- _WHAT YOU SHOULD DO_:
Count the lines in the rows below that contain the string "blue", matching case exactly, and give only that number.

- _THE RECORDS_:
** begin **

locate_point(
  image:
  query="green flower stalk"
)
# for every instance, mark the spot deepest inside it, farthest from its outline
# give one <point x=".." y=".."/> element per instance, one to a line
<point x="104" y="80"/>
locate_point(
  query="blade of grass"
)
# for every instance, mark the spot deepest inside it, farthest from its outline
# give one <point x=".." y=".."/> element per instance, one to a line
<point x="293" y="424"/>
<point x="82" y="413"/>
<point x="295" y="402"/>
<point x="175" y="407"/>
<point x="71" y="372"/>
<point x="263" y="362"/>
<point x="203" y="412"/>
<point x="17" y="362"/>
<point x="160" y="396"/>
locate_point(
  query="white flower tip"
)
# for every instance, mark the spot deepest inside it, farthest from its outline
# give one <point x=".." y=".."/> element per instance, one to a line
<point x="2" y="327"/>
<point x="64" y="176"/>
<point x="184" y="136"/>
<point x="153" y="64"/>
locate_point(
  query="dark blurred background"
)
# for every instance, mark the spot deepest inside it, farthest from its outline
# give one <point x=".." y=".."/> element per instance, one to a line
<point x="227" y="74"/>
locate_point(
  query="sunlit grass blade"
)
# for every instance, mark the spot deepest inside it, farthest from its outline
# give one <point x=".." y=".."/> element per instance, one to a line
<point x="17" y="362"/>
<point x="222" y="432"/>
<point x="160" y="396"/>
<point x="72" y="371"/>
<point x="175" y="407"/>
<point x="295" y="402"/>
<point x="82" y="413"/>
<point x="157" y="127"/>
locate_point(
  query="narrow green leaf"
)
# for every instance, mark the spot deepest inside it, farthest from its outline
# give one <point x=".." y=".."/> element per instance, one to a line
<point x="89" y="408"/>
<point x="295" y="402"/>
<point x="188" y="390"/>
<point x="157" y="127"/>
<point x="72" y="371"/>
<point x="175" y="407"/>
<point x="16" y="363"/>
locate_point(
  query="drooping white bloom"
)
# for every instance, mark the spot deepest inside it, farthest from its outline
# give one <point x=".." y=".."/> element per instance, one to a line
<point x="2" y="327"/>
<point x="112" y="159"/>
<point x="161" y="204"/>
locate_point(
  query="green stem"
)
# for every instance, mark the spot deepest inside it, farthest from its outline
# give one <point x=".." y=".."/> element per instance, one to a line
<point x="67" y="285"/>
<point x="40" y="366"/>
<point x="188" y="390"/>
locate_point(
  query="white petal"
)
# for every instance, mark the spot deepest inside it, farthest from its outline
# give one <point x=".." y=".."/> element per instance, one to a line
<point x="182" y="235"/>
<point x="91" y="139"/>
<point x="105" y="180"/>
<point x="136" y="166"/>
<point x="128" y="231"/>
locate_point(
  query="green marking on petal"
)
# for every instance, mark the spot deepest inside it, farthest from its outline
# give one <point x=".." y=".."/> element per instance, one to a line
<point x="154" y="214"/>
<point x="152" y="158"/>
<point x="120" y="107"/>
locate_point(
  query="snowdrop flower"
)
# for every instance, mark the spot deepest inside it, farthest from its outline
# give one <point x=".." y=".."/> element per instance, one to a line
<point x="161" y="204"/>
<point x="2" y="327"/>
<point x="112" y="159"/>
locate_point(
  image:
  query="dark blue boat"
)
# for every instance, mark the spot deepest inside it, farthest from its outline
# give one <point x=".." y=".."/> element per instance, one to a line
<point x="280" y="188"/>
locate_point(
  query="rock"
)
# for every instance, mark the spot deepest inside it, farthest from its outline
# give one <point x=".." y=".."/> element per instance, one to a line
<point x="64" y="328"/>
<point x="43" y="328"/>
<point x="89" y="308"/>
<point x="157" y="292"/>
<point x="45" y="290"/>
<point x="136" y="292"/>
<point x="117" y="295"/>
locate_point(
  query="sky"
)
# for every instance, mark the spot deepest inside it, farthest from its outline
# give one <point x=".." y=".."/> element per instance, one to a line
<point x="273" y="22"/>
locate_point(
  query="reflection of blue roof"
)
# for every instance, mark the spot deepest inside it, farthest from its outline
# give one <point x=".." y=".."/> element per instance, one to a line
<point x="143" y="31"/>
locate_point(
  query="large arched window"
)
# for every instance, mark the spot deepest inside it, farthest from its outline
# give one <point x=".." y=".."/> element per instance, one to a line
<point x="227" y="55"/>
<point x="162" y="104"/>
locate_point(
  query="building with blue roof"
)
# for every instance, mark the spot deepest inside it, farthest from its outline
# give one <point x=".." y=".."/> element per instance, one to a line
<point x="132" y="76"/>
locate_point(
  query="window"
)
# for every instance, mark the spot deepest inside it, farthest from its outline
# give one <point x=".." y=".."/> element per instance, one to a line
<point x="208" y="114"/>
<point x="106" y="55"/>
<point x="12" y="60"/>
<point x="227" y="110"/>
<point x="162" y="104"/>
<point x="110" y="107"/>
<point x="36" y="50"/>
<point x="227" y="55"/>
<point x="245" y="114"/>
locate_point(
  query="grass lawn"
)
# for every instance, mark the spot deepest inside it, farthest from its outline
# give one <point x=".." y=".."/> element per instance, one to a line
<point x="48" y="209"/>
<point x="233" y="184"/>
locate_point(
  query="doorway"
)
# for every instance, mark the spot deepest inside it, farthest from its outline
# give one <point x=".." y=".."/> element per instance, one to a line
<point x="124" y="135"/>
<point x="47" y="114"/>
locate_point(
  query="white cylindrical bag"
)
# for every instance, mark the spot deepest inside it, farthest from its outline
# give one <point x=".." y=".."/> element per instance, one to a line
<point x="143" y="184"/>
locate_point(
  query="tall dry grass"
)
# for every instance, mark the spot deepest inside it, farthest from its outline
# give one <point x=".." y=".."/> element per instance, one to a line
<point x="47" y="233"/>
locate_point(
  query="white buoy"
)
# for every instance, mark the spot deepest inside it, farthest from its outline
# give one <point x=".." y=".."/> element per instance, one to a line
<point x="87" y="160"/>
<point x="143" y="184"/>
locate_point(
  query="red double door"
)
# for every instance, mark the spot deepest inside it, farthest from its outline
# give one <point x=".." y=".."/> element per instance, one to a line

** end **
** begin **

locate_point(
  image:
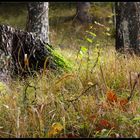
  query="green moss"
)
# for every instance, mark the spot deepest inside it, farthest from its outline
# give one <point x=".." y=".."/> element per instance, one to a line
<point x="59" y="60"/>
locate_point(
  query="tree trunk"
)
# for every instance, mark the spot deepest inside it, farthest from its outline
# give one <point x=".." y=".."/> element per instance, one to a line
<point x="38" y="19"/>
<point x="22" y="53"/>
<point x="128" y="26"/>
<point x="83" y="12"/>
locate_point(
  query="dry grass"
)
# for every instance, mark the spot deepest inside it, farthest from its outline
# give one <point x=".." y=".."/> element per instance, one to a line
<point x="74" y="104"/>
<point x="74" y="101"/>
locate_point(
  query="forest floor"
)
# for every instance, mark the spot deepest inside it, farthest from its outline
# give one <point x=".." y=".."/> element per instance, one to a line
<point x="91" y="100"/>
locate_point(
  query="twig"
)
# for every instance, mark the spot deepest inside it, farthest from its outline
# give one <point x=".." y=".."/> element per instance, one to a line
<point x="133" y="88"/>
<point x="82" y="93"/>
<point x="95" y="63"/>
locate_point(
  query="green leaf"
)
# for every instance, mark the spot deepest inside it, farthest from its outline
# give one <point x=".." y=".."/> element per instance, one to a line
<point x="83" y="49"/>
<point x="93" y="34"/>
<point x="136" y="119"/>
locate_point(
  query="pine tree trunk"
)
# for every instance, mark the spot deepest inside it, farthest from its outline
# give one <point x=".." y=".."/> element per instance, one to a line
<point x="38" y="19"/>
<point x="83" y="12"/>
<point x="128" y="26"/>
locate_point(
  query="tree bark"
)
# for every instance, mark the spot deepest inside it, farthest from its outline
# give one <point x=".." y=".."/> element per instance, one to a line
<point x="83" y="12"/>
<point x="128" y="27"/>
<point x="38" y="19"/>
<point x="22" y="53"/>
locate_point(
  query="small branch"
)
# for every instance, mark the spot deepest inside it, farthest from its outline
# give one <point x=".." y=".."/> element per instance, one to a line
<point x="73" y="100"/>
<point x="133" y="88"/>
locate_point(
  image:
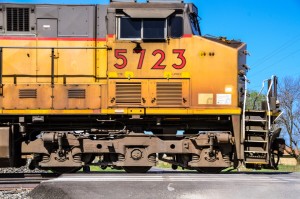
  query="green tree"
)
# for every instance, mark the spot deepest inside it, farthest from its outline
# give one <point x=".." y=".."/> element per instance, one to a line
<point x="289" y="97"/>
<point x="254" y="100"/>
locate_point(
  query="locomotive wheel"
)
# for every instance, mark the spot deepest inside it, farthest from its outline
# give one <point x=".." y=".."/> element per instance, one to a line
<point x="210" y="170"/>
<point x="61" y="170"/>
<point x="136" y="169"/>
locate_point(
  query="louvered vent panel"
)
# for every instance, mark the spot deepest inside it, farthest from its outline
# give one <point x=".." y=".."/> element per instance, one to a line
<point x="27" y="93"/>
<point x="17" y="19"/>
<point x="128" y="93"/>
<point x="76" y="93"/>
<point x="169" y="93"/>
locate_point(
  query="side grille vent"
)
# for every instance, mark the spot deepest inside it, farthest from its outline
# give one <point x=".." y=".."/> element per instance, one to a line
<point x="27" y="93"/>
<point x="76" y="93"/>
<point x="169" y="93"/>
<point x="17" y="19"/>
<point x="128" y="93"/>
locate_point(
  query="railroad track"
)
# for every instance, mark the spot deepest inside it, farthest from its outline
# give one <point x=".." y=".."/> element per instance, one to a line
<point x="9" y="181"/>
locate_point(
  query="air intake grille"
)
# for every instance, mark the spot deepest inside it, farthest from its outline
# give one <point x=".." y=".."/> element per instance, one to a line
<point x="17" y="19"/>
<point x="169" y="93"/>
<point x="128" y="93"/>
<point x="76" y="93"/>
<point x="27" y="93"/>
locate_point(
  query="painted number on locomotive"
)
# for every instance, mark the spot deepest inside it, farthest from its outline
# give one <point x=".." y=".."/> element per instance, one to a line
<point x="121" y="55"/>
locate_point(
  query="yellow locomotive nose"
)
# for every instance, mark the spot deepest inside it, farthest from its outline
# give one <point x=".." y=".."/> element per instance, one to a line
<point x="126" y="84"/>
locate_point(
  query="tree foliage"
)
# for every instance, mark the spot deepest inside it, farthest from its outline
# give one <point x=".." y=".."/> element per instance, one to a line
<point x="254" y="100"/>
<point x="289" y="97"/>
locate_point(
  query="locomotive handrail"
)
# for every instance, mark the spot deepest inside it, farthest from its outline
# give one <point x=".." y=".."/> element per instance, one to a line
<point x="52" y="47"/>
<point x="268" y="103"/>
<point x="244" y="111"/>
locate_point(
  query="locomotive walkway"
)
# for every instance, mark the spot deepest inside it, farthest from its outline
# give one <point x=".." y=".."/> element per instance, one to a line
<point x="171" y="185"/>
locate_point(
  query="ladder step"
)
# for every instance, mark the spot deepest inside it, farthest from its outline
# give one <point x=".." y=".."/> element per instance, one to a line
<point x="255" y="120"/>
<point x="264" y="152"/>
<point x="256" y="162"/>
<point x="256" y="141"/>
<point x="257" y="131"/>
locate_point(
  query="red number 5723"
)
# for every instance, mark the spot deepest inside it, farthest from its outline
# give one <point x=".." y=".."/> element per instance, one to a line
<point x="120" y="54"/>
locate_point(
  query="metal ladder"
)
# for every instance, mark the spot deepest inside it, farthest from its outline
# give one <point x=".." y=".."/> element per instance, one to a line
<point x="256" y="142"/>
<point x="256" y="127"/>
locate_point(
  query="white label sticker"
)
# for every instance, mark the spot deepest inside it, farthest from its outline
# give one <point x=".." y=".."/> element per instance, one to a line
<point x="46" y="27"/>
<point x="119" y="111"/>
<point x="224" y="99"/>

** end **

- _EXERCISE ANSWER_:
3